Stated exercise 1
Repeat the passage of the text on the Rogue's CV and Gate connections that begins at the words "Rather than split" and stops after "simple enough job.", substituting "oscillator" for "filter".

BEGIN Document section

The Rogue in its original form includes keyboard CV and Gate inputs and outputs. It’s a slightly odd arrangement of TRS (stereo) jacks – one for the CV, with the input on one terminal and the output on another, plus signal ground, while the Gate connector has an even more awkward arrangement of short-to-ground on one terminal and positive trigger on another, either of which can act as input or output. It’s not great. But it does work, providing you have the right cables.
Rather than split these into separate jacks, which would be a handy mod, I just use custom made cables for my interconnects between CV devices. However, the Rogue lacks a CV input for the filter, which I thought might make a useful addition. It’s a simple enough job.

END Document section
BEGIN Material for this exercise

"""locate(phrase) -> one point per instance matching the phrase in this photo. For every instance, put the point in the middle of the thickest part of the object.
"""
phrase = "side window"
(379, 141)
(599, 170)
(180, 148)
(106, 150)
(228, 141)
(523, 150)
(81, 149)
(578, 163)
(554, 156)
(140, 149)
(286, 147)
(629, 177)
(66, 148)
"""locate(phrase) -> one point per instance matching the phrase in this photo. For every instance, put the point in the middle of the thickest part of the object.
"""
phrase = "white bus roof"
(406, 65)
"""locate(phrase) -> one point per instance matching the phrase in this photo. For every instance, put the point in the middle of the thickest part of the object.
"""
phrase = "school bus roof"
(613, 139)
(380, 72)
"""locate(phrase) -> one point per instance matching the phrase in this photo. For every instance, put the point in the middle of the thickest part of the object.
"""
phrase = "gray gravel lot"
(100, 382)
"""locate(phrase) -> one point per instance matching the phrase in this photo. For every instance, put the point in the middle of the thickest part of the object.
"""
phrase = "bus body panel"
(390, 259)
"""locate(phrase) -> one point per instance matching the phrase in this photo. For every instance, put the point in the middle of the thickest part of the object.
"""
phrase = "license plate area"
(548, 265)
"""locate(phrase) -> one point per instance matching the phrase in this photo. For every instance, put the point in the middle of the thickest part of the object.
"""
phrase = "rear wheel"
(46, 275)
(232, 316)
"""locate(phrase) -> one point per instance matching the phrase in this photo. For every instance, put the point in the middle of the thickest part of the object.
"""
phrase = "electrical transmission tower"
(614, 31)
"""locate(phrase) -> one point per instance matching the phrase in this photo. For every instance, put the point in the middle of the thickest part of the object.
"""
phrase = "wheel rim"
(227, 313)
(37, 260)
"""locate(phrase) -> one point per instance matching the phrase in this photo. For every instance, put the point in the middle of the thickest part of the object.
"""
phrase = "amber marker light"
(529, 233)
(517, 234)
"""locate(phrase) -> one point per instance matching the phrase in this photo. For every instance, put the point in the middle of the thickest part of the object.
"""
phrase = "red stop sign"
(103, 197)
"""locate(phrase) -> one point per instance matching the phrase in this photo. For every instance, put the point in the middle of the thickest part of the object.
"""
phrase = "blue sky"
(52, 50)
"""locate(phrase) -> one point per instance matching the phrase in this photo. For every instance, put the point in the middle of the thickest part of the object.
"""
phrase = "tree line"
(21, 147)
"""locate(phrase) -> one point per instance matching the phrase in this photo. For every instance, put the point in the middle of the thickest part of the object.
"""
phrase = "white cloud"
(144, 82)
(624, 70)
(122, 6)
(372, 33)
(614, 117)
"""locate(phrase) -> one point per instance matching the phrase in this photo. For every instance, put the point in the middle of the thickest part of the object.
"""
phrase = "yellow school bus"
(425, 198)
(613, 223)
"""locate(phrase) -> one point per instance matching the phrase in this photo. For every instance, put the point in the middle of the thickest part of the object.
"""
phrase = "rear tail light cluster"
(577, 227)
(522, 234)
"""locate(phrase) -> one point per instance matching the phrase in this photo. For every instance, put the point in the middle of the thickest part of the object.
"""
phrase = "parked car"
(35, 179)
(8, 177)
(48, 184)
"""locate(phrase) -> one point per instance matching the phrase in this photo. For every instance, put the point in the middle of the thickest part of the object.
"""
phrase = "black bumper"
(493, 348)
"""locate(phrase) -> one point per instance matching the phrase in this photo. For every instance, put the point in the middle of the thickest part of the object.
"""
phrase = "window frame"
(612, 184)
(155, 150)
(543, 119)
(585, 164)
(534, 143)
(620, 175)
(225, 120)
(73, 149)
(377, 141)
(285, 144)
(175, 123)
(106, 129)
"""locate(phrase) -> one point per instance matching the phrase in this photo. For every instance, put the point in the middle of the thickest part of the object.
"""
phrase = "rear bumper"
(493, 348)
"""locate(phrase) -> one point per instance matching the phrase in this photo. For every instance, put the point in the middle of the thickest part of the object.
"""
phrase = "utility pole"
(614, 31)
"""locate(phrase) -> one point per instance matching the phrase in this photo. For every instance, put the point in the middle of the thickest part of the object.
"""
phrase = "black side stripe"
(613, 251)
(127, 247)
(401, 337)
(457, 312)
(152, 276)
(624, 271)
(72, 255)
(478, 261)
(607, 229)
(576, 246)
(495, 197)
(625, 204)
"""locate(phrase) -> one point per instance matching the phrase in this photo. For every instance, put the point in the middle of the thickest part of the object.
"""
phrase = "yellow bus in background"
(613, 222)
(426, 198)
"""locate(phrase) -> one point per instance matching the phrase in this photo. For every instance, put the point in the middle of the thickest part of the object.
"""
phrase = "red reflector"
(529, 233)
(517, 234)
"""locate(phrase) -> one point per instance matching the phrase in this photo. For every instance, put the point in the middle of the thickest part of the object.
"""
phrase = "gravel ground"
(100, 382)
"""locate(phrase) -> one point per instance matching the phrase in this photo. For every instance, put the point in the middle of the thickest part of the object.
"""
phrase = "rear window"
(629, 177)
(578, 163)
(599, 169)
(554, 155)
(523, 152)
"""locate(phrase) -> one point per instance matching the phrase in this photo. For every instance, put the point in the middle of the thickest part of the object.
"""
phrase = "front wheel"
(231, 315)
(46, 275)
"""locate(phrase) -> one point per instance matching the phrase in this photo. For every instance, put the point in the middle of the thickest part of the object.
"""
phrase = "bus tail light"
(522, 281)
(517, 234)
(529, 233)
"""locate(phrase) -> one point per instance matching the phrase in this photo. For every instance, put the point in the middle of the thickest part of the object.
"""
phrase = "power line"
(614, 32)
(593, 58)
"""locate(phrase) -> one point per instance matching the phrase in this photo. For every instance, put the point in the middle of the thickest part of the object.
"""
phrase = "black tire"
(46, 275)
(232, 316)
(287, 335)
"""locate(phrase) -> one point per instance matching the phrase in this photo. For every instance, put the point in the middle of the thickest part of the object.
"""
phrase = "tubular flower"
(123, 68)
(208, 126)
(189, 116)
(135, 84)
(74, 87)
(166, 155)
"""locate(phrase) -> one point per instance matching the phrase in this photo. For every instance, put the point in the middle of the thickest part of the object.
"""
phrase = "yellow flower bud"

END Material for this exercise

Stated exercise 2
Pick out every line of the records that contains the string "roof".

Expected output 1
Rather than split these into separate jacks, which would be a handy mod, I just use custom made cables for my interconnects between CV devices. However, the Rogue lacks a CV input for the oscillator, which I thought might make a useful addition. It’s a simple enough job.

Expected output 2
phrase = "white bus roof"
phrase = "school bus roof"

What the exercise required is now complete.